- **Extract to read**:
■ ■ ■

What any one individual understanding requires, all require. Their union does not increase the strength of each one: since this union is nothing more than an assemblage formed in our mind, and may not correspond to any thing in reality except the individual understandings, and their respective strength.

161. Necessary truths, therefore, exist before human reason; but their pre-existence is an unmeaning word, if they be not referred to a being, the origin of all reality, and the foundation of all possibility. There is then no impersonal reason properly so called; there is a community of reason in so far as one and the same light illumines all finite intelligences; God the creator of them all.

CHAPTER XXVI.

REMARKS ON THE REAL FOUNDATION OF PURE POSSIBILITY

162. Since the argument proving the necessity of a being in which is laid the foundation of all the relations in the possible order, is one of the most transcendental in all metaphysics, and at the same time one of the most difficult to be perfectly understood, we judge it advisable to enlarge somewhat upon the considerations thrown out in the preceding chapter.

An example, in which we undertake to establish the possibility of things, independently of a being in which is found the reason of all, will serve our purpose better than abstract reflections.

163. "Two circles of equal diameters are equal." This proposition is evidently true. Let us analyze its meaning. The proposition refers to the possible order, and abstracts absolutely the existence of the circles and of the diameters. No case is excepted; all are comprised in the proposition.

164. Neither does the truth refer to our mode of understanding; but on the contrary, we conceive it as independent of our thought. Were we asked, what would become of this truth were we not to exist, we should without hesitation reply that it would be the same, that it acquired nothing by our existence, that it would lose nothing by our extinction. If we believed this truth to depend in any way upon us, it would cease to be what it is, it would no longer be a necessary but a contingent truth.

■ ■ ■

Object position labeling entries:
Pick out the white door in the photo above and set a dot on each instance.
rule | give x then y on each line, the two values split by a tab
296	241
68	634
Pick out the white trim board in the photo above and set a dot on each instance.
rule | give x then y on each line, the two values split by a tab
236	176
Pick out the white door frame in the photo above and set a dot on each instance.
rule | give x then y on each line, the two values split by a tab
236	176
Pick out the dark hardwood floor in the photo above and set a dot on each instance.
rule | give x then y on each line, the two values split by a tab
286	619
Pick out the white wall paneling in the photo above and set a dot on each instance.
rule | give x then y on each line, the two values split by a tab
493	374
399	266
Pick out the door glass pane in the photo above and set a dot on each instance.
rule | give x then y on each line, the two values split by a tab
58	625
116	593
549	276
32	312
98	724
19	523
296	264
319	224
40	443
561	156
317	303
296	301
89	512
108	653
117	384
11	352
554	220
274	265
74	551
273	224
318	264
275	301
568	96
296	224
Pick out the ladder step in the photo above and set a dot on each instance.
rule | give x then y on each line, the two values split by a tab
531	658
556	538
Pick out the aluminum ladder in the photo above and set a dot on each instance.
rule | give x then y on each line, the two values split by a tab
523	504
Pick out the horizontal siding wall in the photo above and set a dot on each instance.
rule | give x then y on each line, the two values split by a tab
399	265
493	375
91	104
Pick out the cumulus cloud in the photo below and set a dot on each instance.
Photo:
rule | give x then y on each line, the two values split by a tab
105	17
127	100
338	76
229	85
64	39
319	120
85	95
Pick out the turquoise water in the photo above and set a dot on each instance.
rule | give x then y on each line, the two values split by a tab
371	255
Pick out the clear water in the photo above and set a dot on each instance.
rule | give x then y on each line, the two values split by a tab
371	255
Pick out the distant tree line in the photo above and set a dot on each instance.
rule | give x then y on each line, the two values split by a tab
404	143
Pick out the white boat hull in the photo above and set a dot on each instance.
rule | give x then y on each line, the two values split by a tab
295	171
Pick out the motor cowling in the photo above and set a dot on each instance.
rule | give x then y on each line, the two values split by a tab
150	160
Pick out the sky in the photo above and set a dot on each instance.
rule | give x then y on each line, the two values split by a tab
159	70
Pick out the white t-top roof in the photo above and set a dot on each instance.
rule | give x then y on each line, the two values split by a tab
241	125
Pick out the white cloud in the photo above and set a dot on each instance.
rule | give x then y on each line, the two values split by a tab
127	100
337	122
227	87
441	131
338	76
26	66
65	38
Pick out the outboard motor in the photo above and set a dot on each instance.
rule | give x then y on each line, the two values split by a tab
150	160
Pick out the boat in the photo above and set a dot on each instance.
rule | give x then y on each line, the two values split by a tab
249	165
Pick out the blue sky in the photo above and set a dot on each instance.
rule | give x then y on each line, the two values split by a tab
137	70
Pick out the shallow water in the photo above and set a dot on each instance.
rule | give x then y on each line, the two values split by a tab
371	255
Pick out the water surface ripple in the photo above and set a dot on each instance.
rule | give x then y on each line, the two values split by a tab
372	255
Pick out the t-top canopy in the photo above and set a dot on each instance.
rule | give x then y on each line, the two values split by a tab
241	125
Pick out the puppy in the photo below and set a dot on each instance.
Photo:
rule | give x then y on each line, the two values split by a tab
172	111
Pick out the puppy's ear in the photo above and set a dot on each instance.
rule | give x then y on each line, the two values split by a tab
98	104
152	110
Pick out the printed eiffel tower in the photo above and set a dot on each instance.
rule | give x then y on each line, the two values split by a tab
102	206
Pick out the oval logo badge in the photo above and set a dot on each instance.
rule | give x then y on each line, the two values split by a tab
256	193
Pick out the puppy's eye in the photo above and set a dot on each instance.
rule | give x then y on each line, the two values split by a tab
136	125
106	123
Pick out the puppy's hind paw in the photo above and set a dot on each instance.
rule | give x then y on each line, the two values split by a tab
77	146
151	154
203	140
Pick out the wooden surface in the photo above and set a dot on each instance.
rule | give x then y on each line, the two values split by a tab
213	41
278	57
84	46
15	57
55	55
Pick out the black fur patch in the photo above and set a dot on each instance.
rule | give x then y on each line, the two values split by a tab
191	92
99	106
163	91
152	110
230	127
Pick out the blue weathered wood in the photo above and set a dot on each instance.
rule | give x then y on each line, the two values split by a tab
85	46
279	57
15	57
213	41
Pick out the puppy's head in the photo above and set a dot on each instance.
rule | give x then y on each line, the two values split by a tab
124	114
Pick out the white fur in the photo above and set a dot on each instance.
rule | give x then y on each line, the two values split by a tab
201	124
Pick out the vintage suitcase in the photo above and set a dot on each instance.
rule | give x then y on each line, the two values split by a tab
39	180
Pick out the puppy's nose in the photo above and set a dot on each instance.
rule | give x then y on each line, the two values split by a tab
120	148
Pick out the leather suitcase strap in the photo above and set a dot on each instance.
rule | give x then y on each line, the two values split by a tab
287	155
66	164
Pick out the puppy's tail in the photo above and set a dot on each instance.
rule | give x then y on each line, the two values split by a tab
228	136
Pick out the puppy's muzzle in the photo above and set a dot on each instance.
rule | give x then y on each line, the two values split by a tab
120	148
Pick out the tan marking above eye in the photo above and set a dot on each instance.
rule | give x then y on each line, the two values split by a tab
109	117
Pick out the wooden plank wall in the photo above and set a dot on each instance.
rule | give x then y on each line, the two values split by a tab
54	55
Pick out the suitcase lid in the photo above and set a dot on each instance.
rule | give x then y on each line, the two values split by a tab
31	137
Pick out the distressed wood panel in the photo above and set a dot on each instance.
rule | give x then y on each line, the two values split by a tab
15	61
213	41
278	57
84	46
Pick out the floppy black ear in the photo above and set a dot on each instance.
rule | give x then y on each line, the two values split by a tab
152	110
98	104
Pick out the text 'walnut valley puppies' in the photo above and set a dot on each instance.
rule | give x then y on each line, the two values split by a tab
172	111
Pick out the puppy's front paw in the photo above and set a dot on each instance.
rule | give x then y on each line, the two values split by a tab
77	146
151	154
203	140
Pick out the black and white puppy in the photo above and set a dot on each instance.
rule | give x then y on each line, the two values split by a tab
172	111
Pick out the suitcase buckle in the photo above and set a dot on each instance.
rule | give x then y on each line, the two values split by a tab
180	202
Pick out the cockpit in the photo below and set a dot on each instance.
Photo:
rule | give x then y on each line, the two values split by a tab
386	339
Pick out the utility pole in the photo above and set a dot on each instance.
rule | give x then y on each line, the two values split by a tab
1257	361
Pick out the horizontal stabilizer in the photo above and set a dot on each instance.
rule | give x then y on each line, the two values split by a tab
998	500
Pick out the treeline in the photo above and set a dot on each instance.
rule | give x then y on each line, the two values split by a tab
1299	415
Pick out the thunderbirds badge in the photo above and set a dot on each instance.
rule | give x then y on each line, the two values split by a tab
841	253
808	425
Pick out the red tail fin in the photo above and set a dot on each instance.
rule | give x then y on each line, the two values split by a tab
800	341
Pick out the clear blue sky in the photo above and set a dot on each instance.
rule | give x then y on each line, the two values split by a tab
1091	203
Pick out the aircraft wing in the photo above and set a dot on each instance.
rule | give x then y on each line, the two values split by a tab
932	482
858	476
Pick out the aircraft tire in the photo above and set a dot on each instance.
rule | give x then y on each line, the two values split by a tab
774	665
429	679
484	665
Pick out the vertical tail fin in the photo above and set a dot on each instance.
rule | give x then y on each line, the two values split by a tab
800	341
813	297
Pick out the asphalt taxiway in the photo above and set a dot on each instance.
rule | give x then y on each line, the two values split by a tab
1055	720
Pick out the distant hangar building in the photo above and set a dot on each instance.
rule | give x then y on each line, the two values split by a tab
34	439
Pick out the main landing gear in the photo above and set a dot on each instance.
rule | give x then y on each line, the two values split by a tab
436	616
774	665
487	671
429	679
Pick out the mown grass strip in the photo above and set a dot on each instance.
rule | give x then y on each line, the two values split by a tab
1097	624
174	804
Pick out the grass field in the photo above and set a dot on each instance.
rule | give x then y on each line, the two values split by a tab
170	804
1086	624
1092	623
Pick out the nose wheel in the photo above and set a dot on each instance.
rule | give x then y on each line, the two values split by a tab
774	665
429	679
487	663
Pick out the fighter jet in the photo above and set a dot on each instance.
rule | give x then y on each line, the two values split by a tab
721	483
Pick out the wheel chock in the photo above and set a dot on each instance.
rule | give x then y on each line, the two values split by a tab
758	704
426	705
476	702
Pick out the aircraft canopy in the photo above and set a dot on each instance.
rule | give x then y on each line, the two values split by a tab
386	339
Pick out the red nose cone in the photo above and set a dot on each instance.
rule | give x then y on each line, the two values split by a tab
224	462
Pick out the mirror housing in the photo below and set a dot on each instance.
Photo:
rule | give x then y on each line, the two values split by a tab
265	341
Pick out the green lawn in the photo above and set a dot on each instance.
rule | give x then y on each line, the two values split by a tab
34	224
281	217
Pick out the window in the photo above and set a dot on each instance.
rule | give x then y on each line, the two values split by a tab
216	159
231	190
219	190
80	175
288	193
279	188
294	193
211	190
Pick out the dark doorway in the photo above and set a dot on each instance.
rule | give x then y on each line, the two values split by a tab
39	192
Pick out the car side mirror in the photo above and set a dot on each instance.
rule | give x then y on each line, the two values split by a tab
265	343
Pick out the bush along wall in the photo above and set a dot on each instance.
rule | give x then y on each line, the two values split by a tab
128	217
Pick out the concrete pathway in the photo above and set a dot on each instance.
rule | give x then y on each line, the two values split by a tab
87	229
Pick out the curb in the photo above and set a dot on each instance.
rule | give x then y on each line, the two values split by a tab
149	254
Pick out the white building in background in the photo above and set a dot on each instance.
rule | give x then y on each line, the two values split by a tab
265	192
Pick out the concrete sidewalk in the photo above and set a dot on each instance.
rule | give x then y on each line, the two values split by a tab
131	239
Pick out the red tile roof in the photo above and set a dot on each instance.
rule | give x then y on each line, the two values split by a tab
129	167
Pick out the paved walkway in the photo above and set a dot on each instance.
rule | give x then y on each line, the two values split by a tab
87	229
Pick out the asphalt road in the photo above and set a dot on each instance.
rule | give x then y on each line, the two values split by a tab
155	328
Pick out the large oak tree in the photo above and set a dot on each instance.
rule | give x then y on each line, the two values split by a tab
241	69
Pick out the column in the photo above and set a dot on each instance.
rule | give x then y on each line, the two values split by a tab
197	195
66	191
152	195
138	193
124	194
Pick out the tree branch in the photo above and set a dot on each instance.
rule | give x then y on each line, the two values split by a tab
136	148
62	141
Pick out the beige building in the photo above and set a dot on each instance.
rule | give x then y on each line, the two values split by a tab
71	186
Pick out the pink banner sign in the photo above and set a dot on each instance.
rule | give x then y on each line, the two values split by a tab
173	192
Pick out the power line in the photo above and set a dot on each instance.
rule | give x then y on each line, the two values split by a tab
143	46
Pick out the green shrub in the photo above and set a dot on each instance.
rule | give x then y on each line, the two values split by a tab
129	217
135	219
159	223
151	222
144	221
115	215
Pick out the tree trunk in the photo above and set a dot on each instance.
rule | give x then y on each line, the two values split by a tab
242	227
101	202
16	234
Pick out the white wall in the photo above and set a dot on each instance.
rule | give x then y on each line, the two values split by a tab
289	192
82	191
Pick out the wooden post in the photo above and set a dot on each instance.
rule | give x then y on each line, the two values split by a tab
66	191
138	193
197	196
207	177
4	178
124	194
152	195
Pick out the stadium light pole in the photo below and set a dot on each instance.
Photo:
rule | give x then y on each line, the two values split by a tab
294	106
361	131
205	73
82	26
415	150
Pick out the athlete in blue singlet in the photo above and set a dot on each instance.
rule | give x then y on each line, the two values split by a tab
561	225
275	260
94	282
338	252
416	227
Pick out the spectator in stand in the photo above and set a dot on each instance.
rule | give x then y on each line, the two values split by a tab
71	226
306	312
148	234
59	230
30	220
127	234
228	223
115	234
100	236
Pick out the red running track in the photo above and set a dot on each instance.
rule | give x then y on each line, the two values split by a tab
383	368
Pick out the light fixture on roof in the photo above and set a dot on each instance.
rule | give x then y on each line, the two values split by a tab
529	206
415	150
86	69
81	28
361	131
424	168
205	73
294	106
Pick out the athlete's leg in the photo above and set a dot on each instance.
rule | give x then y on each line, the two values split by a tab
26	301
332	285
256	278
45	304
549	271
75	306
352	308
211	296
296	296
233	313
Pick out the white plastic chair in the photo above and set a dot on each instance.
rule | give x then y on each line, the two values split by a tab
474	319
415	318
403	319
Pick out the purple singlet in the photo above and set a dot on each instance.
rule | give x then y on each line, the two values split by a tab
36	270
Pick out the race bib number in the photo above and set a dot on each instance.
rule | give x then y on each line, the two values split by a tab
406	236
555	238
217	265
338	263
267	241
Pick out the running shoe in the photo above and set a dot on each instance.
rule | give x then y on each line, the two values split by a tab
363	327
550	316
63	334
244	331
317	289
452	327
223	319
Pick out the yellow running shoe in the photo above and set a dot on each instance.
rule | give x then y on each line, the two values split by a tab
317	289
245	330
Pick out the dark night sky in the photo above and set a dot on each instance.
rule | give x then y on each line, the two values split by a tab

■ ■ ■

- **Parts of the exercise**:
[a] In the philosophy passage, what is the title of Chapter XXVI?
[b] Retype the philosophy passage, starting at the words "162. Since the argument" and ending after "than abstract reflections.".
The material is separate from the philosophy passage.

- **Task results**:
[a] Remarks on the Real Foundation of Pure Possibility.

[b]
162. Since the argument proving the necessity of a being in which is laid the foundation of all the relations in the possible order, is one of the most transcendental in all metaphysics, and at the same time one of the most difficult to be perfectly understood, we judge it advisable to enlarge somewhat upon the considerations thrown out in the preceding chapter.

An example, in which we undertake to establish the possibility of things, independently of a being in which is found the reason of all, will serve our purpose better than abstract reflections.